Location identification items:
* begin *

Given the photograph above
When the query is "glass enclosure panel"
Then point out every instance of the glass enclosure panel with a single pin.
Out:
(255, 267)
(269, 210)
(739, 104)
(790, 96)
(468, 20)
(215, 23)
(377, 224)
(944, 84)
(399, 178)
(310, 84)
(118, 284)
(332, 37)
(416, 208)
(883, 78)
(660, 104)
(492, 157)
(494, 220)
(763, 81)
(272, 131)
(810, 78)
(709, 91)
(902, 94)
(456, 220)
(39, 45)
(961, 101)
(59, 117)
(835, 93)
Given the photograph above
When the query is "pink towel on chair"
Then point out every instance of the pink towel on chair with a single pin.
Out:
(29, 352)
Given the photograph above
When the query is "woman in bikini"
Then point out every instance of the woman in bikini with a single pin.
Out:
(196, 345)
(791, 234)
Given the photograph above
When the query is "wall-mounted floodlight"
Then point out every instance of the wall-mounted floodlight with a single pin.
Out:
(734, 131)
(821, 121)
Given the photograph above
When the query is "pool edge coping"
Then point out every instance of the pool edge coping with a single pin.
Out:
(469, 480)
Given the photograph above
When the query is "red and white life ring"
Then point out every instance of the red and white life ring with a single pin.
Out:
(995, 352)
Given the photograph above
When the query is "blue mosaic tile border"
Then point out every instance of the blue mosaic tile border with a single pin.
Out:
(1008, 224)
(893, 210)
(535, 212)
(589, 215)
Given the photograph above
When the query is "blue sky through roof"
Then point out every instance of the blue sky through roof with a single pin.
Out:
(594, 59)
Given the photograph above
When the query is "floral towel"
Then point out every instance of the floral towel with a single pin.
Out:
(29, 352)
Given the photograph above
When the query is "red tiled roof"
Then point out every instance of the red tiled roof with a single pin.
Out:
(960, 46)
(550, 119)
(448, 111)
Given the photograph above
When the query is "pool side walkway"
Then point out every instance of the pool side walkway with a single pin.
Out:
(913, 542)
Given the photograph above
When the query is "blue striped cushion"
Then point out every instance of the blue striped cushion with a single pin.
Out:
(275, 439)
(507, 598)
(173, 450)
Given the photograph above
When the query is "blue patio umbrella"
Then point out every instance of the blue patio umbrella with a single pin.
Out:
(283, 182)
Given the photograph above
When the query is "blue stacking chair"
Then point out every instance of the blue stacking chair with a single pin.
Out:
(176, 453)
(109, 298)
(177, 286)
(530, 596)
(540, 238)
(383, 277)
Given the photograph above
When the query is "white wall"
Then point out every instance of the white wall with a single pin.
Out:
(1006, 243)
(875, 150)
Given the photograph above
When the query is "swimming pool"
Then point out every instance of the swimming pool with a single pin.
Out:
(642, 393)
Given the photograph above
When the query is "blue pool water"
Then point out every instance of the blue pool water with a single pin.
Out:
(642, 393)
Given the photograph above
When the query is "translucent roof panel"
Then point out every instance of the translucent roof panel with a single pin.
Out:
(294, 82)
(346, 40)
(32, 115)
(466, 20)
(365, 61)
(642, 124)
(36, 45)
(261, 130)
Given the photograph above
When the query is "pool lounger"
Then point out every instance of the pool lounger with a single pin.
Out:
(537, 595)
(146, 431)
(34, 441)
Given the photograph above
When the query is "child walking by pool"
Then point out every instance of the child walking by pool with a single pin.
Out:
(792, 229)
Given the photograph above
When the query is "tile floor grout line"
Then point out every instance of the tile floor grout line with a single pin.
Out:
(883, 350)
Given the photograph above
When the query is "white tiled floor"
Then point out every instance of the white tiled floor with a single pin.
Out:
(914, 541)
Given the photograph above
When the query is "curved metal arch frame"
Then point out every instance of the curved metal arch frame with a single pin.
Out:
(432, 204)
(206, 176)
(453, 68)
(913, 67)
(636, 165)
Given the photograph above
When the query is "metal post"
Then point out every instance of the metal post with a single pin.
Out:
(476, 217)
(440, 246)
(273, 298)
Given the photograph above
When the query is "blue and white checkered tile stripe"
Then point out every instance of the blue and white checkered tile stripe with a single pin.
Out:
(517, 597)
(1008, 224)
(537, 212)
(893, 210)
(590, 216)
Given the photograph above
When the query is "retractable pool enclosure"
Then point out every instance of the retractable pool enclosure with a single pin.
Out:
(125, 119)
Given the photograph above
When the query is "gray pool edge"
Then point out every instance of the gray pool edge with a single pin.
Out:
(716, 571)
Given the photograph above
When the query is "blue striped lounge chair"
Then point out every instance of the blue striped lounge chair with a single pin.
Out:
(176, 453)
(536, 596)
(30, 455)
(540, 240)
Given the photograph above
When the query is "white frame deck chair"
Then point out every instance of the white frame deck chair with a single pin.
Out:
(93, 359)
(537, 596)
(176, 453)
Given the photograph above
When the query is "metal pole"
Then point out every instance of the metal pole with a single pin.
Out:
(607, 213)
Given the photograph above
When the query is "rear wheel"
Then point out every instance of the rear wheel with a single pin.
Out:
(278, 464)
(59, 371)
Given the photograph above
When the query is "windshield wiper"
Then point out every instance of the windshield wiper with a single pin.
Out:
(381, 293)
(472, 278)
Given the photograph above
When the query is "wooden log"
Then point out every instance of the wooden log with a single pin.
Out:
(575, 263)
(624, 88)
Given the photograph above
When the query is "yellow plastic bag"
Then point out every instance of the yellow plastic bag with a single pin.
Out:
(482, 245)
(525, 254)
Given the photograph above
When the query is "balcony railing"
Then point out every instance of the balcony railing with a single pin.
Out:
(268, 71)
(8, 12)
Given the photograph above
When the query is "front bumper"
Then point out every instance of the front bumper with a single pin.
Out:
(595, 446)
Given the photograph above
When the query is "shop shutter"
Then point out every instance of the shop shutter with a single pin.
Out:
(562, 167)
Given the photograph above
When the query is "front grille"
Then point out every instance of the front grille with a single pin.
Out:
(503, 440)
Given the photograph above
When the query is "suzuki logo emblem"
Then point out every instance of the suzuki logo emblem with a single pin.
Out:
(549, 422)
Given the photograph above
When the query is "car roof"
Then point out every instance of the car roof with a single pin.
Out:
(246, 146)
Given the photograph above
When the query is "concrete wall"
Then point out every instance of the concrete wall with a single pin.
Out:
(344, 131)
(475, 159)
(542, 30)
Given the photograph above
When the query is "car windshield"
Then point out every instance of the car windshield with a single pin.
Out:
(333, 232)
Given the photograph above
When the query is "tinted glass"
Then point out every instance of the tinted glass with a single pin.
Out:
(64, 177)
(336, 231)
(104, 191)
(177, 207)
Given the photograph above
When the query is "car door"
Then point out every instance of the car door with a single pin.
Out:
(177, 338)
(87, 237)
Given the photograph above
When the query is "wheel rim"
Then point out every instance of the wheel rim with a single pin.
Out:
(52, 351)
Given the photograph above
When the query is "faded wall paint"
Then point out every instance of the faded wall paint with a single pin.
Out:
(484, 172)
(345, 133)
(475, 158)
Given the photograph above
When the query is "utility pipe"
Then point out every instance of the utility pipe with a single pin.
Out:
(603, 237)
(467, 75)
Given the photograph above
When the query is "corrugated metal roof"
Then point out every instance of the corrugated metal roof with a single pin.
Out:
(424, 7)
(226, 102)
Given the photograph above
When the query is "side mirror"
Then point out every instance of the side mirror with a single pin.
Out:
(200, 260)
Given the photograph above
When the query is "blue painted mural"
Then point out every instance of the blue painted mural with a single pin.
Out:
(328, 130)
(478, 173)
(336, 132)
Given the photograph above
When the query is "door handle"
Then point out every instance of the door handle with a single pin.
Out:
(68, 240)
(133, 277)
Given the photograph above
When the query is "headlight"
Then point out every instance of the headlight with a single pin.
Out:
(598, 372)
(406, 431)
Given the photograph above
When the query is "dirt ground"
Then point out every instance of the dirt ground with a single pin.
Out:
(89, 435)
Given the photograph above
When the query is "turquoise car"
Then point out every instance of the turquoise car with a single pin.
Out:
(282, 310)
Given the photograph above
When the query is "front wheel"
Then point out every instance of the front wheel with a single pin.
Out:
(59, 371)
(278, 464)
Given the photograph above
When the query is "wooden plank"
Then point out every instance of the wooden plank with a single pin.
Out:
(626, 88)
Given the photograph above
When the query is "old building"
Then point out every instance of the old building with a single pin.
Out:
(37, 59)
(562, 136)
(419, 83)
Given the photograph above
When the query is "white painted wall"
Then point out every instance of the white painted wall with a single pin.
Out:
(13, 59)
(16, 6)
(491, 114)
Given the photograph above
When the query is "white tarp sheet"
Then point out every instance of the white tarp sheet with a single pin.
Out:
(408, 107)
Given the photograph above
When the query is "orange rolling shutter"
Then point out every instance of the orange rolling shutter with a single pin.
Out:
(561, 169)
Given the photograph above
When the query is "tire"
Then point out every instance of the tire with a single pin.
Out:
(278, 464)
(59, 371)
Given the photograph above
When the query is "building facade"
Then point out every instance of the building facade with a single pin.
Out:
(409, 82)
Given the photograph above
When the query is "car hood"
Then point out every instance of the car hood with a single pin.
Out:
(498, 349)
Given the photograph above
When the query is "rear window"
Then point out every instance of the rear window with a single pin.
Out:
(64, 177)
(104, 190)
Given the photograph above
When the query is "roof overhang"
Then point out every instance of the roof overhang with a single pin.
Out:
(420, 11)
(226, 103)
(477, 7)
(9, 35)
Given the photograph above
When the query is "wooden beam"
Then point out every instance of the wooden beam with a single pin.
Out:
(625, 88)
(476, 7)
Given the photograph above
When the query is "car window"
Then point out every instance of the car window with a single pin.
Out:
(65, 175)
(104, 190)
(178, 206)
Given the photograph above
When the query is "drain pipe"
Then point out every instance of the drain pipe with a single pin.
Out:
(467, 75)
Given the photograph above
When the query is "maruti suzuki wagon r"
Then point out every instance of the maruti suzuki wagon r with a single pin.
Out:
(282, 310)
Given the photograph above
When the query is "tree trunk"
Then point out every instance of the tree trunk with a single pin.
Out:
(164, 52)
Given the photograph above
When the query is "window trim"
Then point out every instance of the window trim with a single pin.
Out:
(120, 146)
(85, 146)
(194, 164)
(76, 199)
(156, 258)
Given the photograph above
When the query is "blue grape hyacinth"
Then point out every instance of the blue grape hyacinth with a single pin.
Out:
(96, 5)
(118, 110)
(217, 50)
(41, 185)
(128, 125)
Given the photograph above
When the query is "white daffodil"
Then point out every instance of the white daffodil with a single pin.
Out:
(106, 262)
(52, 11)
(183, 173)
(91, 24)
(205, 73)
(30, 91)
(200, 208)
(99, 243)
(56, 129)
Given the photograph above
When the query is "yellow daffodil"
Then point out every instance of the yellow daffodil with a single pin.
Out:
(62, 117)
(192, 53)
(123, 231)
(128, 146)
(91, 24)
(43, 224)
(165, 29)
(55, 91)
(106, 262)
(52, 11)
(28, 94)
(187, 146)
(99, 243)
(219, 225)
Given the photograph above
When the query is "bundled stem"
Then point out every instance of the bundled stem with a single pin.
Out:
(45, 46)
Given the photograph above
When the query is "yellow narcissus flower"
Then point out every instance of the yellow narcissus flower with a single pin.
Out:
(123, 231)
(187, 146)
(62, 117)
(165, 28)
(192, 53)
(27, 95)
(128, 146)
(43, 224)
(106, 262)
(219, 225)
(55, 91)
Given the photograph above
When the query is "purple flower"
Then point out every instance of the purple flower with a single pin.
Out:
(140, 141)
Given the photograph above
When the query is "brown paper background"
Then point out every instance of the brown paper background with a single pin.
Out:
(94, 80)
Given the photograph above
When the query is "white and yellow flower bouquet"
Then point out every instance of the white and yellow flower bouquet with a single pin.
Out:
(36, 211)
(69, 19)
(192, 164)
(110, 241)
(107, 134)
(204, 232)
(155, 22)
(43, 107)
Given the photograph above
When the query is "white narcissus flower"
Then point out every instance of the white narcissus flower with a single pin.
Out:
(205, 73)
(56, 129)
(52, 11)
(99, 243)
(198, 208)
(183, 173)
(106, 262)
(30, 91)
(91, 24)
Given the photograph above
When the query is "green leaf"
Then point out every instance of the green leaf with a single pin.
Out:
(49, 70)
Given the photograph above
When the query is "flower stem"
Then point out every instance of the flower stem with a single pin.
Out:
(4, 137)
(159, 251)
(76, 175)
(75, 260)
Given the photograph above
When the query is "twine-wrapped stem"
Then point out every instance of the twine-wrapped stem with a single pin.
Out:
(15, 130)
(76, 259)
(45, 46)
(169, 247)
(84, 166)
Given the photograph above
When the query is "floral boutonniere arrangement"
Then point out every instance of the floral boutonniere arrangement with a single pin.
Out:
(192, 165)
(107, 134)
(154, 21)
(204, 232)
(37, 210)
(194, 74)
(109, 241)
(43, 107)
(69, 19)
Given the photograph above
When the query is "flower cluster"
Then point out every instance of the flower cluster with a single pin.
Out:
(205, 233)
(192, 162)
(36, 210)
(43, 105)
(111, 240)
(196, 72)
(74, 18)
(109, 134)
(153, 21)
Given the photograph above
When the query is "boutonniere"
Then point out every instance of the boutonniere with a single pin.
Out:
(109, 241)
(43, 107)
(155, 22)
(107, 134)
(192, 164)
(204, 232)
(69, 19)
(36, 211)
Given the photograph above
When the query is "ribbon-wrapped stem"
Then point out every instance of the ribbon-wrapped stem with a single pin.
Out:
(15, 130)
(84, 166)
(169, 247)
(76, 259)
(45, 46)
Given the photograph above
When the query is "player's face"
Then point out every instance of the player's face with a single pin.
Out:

* end *

Exercise task:
List each line of the material above that contains the string "shop", copying every such line in full. Matching is case-sensitive.

Reply:
When the query is "shop shutter"
Then point out every instance of the shop shutter with a single pin.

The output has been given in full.